DOCUMENT TEXT:

*** Block opens ***

Companioning the Self

Some days when I wake
Sadness walks by
leaving a trail of tears.

Her best friend
follows behind
gathering the tears.

They make a pair,
the one who weeps,
the one who waits

as long as it takes.
As long as it takes.

I have been training myself to be that best friend…to turn toward my difficulties instead of away. It hasn’t been easy. My preference has been to run away. To distract myself. And as technology has added more and more places to escape to, I have indulged myself more and more.

What turned the corner for me was my discovery of Mark Epstein who explains the work of British pediatrician and child analyst D.W. Winnicott from a Buddhist perspective. In his book “The Trauma of Everyday Life”, he has this to say:

“In Winnicott’s language, the therapist creates a holding environment, a field of awareness, that mimics that of the early parent-infant bond. It does not duplicate it, but it is close enough that a sense of safety is re-established and ones defenses are allowed to relax. In the Buddha’s experience, the relational aspects of Winnicott’s therapy were collapsed into meditation. In this case, the capacity to make the mind into an object of mindfulness, to know the mind knowing, created a holding environment for the entire range of his emotional experience.”

It was the idea of meditation as a holding environment that intrigued me. I had never been successful at sustaining a meditation practice. But as I began with this idea of holding myself in meditation, the experience shifted from a “should do” into a “want to”.

Meditation didn’t remove the temptation to escape. Rather it offered an attunement that fostered an awareness of when I was “going away” and gave me a choice point: do I want this (distraction) or this (holding)? Little by little, I strengthened my choice to stay.

It’s a practice, not perfection. As I have mentioned before, I am not totally immune to the distraction of shiny things. I still go down internet rabbit holes, scroll into oblivion on Pinterest, and monitor my smartphone more than I need to. But I am conscious of what I am doing which leads me more and more to companioning the self when I need it…as long as it takes

4 Thoughts

  1. I have dipped in and out of meditation practice for many years. For the past few months it has become rewarding again, maybe as a result of starting to volunteer with Hospice, and also of choosing to have a lot more solitude, finding it to be nurturing and grounding. On the Hospice reading list is The Five Invitations, by Frank Ostaseski. I’m in the middle of it, finding it, and him, to be wise and helpful.

    Joe

    j

    1. Hi Joe. Id love to hear more about your hospice work. And thanks for the mention of The Five Invitations…sounds intriguing. I’m on my second read through of Oliver Burkeman’s Meditations for Mortals and finding it simple yet brilliant.

*** Block closes ***

DATASET CONTENT:
*** Block opens ***

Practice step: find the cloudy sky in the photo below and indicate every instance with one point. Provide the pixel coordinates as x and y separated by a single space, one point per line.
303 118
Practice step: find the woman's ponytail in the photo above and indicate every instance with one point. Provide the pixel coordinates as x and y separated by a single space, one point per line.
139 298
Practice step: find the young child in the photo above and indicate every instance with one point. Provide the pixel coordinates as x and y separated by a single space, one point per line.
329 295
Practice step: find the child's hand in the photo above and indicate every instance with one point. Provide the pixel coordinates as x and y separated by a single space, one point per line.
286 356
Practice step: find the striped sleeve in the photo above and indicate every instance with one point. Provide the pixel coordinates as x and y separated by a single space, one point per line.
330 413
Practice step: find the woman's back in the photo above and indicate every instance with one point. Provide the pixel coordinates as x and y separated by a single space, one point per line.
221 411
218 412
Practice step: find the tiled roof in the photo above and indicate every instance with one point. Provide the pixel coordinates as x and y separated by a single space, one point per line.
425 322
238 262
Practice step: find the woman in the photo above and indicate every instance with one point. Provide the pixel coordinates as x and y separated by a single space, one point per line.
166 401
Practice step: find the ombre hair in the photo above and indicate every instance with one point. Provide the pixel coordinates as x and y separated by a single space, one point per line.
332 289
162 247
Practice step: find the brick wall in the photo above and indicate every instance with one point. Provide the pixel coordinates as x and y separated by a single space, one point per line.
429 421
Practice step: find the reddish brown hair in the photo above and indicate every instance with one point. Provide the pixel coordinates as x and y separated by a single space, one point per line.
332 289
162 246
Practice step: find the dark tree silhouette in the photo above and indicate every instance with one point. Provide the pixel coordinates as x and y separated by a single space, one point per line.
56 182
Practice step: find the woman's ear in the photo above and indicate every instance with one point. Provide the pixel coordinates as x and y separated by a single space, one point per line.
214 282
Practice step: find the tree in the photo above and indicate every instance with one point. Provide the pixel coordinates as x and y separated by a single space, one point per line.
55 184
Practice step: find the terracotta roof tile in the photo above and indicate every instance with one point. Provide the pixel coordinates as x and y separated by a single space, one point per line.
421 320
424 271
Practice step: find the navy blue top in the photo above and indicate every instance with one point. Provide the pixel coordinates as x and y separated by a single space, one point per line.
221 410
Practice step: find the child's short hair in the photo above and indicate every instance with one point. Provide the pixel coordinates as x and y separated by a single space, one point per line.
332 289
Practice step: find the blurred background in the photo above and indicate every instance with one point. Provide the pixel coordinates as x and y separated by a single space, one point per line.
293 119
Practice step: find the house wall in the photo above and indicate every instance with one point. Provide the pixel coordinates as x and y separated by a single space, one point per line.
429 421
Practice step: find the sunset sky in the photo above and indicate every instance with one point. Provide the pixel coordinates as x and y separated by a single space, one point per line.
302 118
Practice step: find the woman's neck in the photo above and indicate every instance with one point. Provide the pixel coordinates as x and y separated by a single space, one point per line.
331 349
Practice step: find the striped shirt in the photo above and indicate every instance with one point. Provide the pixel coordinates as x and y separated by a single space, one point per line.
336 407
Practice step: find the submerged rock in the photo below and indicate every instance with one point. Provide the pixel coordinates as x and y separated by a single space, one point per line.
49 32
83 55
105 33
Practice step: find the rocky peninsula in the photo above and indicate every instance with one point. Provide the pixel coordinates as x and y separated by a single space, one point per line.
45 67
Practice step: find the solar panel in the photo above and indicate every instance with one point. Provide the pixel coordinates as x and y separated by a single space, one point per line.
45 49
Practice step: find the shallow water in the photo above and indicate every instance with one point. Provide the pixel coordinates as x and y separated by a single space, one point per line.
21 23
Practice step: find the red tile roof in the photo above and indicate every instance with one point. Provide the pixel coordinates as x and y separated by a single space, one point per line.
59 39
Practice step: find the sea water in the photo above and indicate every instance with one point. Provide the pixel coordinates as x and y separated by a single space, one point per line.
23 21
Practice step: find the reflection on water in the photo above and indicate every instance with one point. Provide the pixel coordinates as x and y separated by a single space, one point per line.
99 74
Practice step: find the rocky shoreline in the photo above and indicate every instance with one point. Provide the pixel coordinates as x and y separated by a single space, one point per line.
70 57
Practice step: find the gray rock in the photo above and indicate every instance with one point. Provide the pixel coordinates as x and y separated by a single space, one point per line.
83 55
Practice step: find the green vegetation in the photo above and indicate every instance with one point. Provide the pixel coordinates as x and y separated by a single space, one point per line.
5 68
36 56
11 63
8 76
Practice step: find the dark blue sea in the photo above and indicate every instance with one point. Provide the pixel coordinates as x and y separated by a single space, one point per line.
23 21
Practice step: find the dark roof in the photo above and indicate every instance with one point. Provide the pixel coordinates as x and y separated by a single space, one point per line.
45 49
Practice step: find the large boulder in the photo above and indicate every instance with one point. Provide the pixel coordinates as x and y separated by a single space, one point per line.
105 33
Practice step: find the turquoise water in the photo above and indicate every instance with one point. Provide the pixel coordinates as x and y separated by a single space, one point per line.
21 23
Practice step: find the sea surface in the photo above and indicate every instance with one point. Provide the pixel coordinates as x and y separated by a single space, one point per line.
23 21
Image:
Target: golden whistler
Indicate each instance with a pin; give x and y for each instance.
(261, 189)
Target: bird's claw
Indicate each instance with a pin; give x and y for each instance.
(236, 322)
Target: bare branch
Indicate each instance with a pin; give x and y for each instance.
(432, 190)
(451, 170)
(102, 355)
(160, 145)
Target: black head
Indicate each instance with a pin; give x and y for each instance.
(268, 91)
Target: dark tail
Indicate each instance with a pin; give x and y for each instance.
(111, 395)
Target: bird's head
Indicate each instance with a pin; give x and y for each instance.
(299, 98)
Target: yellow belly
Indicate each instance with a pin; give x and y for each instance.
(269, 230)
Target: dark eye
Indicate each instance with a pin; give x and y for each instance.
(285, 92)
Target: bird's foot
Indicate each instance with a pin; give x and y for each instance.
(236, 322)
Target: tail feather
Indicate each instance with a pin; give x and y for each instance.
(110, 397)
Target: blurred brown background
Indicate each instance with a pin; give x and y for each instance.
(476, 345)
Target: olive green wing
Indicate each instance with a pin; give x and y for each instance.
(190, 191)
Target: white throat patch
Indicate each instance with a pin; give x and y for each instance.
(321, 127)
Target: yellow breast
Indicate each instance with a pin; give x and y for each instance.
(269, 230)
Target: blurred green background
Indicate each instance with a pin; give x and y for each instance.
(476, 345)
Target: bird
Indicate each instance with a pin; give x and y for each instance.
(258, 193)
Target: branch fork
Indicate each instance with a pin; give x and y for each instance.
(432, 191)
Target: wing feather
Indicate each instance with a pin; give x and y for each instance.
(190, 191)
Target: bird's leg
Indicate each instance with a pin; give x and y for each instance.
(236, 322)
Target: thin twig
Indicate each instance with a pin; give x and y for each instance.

*** Block closes ***
*** Block opens ***

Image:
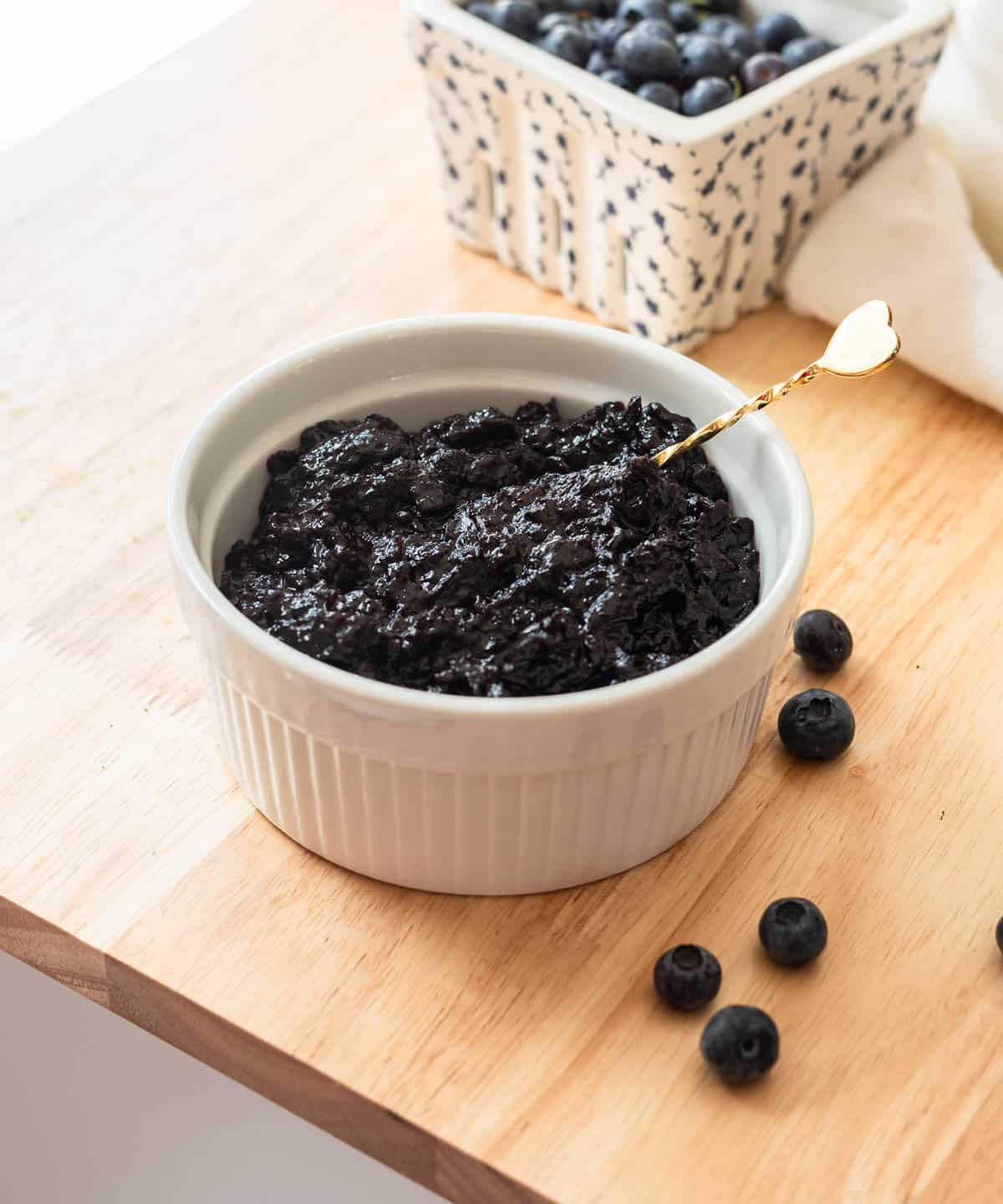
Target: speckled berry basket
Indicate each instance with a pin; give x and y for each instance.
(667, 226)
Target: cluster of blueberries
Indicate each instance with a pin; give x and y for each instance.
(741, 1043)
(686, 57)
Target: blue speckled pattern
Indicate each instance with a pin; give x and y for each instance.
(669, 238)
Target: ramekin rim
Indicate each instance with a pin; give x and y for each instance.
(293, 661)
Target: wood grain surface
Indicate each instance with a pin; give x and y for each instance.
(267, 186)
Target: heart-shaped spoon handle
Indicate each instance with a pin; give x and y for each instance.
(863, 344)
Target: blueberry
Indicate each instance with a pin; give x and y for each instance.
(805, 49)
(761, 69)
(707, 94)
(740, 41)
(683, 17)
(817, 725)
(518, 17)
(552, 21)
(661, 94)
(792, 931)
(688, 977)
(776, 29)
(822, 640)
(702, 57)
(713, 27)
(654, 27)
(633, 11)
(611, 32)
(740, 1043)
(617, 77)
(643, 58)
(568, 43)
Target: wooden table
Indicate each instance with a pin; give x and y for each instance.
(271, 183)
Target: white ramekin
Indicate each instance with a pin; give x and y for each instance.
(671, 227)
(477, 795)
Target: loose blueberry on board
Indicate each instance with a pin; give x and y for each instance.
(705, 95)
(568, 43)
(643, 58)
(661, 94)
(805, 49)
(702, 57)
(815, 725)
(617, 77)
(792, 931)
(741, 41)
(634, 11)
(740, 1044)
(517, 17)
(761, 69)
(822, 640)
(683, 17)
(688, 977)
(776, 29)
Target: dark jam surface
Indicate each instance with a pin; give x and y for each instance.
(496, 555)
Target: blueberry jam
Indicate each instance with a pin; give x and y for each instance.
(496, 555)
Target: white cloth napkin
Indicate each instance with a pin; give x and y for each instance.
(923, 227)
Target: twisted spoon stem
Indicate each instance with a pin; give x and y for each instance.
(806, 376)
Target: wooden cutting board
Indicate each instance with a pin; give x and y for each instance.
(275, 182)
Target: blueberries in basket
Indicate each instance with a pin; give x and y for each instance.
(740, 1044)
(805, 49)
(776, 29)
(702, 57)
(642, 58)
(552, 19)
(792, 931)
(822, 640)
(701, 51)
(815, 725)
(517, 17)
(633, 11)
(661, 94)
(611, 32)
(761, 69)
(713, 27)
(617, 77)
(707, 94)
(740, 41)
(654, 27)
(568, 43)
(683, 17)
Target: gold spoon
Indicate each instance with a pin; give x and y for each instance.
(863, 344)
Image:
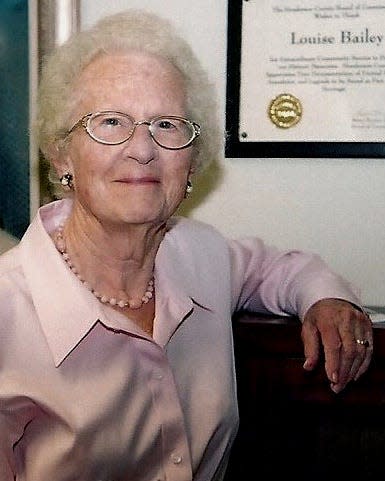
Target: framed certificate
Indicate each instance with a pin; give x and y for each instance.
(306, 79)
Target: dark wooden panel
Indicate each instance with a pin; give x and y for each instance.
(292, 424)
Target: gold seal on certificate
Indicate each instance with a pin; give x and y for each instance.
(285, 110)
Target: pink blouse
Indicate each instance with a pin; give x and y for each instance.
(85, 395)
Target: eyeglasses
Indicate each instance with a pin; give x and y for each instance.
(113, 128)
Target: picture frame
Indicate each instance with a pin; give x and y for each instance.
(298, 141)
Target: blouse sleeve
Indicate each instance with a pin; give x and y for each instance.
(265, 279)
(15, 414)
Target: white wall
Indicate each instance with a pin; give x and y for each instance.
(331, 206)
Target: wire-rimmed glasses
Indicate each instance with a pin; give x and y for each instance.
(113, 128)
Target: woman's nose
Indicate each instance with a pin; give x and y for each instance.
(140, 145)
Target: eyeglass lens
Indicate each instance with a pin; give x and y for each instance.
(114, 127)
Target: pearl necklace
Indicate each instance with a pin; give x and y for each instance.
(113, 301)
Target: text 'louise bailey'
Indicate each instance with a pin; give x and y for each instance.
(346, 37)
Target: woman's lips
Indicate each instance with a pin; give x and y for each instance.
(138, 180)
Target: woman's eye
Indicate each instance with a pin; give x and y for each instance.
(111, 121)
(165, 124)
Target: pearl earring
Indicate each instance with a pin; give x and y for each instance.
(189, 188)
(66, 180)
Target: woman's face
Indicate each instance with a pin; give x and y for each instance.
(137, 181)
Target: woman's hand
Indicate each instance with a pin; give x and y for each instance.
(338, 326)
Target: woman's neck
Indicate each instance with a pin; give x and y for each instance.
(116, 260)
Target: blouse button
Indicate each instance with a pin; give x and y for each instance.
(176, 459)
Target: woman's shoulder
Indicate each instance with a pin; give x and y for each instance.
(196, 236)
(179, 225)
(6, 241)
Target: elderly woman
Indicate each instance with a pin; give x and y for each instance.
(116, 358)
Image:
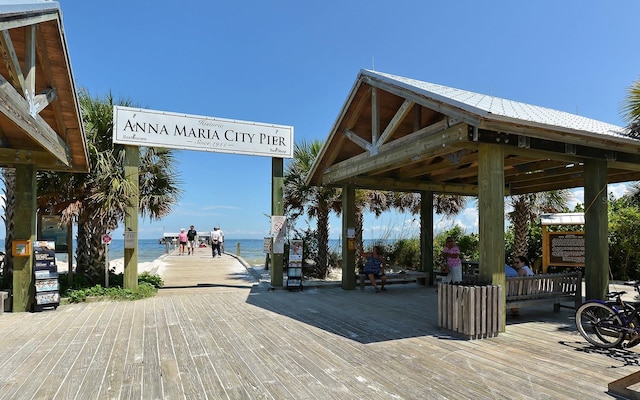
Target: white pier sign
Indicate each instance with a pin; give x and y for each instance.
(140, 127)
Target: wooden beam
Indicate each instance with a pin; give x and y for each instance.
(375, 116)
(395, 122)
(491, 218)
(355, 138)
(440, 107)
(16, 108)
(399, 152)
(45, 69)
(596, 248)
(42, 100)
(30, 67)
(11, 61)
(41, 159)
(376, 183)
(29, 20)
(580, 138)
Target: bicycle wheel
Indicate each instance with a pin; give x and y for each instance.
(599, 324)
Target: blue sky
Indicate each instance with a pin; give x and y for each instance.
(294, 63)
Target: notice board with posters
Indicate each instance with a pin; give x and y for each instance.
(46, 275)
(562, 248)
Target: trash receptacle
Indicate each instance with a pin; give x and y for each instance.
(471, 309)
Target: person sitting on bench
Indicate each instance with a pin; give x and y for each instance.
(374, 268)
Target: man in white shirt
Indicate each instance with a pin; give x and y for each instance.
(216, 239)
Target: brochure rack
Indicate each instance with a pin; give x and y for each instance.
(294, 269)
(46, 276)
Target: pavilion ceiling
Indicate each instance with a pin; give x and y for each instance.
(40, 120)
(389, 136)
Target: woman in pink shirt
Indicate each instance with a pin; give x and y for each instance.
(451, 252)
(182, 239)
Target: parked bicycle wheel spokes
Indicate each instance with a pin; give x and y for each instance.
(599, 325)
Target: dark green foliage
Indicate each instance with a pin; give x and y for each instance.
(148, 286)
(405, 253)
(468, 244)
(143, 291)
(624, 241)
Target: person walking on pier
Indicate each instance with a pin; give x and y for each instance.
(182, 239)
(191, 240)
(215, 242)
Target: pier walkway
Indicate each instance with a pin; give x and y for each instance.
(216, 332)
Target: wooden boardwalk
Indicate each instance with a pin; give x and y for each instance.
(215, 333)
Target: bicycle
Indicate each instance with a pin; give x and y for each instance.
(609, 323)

*** Block closes ***

YOUR TASK: List every book title mentioned in the piece on companioning the self above, including its comments, and give the author named for each.

RESULT FOR THIS TASK:
- "The Trauma of Everyday Life" by Mark Epstein
- The Five Invitations by Frank Ostaseski
- Meditations for Mortals by Oliver Burkeman